• _Problem_: Every line of the material below should be retyped exactly.

----

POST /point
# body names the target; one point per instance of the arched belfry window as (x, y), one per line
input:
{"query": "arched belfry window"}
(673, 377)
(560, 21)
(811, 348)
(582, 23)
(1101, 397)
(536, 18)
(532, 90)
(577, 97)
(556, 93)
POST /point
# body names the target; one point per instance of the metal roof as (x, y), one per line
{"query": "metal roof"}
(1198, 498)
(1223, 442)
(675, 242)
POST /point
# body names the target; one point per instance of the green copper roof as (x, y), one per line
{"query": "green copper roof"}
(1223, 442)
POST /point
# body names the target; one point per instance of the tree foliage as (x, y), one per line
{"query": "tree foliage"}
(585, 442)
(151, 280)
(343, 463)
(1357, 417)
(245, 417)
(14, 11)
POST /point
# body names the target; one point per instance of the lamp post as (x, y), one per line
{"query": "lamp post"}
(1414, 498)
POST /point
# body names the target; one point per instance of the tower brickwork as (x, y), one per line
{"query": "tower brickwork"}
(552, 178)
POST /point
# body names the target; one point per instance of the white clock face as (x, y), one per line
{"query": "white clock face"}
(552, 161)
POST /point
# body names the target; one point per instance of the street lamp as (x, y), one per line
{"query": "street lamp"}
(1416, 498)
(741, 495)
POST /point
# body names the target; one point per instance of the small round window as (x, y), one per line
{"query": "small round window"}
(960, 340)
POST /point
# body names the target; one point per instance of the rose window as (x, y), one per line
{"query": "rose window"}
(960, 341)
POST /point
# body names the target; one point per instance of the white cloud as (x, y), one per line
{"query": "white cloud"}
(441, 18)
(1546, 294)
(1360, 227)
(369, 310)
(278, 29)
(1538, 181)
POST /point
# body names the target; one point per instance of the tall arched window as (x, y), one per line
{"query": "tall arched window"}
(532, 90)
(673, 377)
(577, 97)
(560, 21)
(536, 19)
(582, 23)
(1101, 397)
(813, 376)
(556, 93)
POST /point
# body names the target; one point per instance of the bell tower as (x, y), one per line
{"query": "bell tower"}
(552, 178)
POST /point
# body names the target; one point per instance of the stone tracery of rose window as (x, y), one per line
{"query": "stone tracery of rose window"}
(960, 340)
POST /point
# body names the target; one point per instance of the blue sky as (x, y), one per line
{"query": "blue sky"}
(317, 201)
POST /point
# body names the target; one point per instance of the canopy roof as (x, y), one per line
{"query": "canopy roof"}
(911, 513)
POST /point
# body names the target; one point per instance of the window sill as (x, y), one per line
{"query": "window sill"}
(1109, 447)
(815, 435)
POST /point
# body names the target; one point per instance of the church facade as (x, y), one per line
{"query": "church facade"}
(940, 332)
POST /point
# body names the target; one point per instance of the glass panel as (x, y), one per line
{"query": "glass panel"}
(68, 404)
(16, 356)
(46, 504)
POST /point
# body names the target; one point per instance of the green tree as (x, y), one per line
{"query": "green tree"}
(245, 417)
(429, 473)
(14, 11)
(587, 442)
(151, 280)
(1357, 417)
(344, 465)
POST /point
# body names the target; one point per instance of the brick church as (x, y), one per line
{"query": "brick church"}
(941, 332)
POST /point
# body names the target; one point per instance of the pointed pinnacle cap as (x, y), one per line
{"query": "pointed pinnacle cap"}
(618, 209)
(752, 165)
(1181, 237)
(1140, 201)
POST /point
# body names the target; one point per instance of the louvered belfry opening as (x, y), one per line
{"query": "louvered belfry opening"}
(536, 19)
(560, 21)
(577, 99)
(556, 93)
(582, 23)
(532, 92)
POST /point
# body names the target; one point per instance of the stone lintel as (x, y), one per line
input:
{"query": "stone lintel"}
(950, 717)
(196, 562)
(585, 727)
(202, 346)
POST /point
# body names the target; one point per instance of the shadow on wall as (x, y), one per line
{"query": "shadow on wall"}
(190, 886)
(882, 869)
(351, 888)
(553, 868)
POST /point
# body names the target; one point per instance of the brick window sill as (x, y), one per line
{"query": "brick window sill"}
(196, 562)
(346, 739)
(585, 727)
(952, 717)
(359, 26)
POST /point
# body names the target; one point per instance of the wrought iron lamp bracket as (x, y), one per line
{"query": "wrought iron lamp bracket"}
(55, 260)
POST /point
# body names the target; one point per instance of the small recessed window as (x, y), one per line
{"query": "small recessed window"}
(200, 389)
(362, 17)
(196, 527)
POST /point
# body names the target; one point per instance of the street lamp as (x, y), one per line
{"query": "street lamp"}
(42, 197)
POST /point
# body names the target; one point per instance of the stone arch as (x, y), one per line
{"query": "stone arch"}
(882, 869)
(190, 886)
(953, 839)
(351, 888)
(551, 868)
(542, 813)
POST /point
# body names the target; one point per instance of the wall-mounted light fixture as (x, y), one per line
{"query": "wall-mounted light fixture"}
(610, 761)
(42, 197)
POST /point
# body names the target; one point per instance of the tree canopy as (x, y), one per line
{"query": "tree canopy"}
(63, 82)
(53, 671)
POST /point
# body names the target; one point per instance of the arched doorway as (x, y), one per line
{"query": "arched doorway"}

----

• _Answer for the task_:
POST /point
# body names the target; one point per instance of the arched belfry window as (x, y), one per line
input:
{"query": "arched belfry window"}
(673, 377)
(560, 21)
(811, 348)
(582, 23)
(1101, 397)
(536, 18)
(532, 90)
(577, 97)
(556, 93)
POST /point
# body names the target; one point per instance of the metal roof as (x, y), one per line
{"query": "metal roof"}
(1198, 498)
(1223, 442)
(675, 242)
POST /point
# body names the target; one point per instance of the green copper roof as (x, y), one per line
{"query": "green copper roof"}
(1223, 442)
POST /point
# body names the target; one point per instance of the tree foliage as (x, y), one per line
{"query": "tree foliage"}
(585, 442)
(151, 280)
(343, 463)
(1357, 417)
(245, 417)
(14, 11)
POST /point
# body names the target; one point per instance of the lamp post as (x, y), one per line
{"query": "lamp post"}
(1414, 498)
POST /point
# body names the target; one point per instance of the tower brickwork as (x, y), one per line
{"query": "tower brickwork"}
(552, 178)
POST /point
# body names the target; one point per instance of the white clock face as (x, y), one per line
{"query": "white clock face"}
(552, 161)
POST /point
# body names the target; one point per instance of the street lamp as (x, y), one per line
{"query": "street lamp"}
(1416, 498)
(741, 495)
POST /point
# body names the target; one point per instance of the small round window as (x, y), one per line
{"query": "small round window"}
(960, 340)
POST /point
# body names the target; one point per instance of the rose window as (x, y), one per line
{"query": "rose window"}
(960, 341)
POST /point
# body names the target; one point per instance of the white cloud as (x, y), one per line
{"query": "white cloud"}
(441, 18)
(1546, 294)
(1360, 227)
(369, 310)
(278, 29)
(1538, 181)
POST /point
# body names the target; one point per instance of the tall arched window as (x, y), one per line
{"query": "tall arched window"}
(532, 90)
(673, 377)
(577, 97)
(560, 21)
(536, 19)
(582, 23)
(1101, 397)
(813, 376)
(556, 93)
POST /point
# body names the target; one point per instance of the bell tower as (x, y), one per line
{"query": "bell tower"}
(552, 178)
POST /point
# body names the target; one point per instance of the stone tracery of rose window as (x, y), one per line
{"query": "stone tracery of rose window"}
(960, 340)
POST /point
# body names the target; one point per instance of the blue sky as (x, y), one per line
{"query": "blue sky"}
(317, 201)
POST /point
# body names the target; one point per instance of the canopy roof as (x, y), one per line
{"query": "canopy roof"}
(911, 513)
POST /point
# body names the target; one point per instance of the window sill as (x, y), one per line
{"query": "window sill"}
(1109, 447)
(815, 435)
POST /point
# body names the target; one point per instance of the church facade as (x, y), one per line
{"query": "church facade"}
(940, 332)
POST /point
# body names the target; one point per instance of the glass panel as (x, y), one per line
{"query": "glass panel"}
(68, 404)
(16, 356)
(46, 504)
POST /point
# body names the target; one point per instance of the green tree as (x, y), one per line
{"query": "green tree"}
(245, 417)
(429, 473)
(14, 11)
(587, 442)
(151, 280)
(1357, 417)
(344, 465)
POST /point
# body names the target; one point per instance of the brick church as (x, y), one per line
{"query": "brick church"}
(941, 332)
POST /point
# body names the target; one point per instance of the pointed pinnacle cap as (x, y), one per line
{"query": "pointed pinnacle cap"}
(618, 209)
(752, 165)
(1181, 237)
(1140, 201)
POST /point
# body names the target; one point per instance of the louvered belfry opening as (x, y), one per line
{"query": "louvered belfry opening"}
(536, 19)
(560, 21)
(577, 99)
(556, 93)
(582, 23)
(532, 92)
POST /point
# body names the target; one point per instance of the stone lintel as (x, y), one per line
input:
{"query": "stone lintel"}
(950, 717)
(196, 562)
(585, 727)
(202, 346)
POST /point
# body names the target; one point per instance of the shadow on wall as (x, y), one per line
{"query": "shadow on wall"}
(190, 886)
(882, 869)
(351, 888)
(553, 868)
POST /point
# body names the target; one point per instance of the brick window sill as (x, y), one per line
{"query": "brick window sill"}
(196, 562)
(346, 739)
(585, 727)
(952, 717)
(359, 26)
POST /point
# body names the target; one point per instance of the wrought iron lamp bracket as (x, y), one per line
{"query": "wrought iron lamp bracket"}
(55, 260)
POST /point
# body names the target; one point per instance of the small recessed window as (x, y), one per line
{"query": "small recessed window"}
(200, 389)
(362, 17)
(196, 527)
POST /point
# body names the target; one point per instance of the street lamp as (x, y), one per line
{"query": "street lamp"}
(42, 197)
POST /point
# body names the target; one point per instance of the stone arch as (x, y), one per line
{"query": "stone arch"}
(882, 869)
(190, 886)
(953, 839)
(351, 888)
(551, 868)
(542, 813)
POST /point
# body names the target; one point per instance of the wall-mounted light fixture as (x, y), one per line
{"query": "wall-mounted light fixture"}
(610, 761)
(42, 197)
POST /point
# body names the target; one point per instance of the tree canopy as (x, y), one per line
{"query": "tree canopy"}
(63, 82)
(53, 671)
POST /point
# body names the target; one point per instance of the arched doorway as (x, y), one per line
{"query": "arched doorway"}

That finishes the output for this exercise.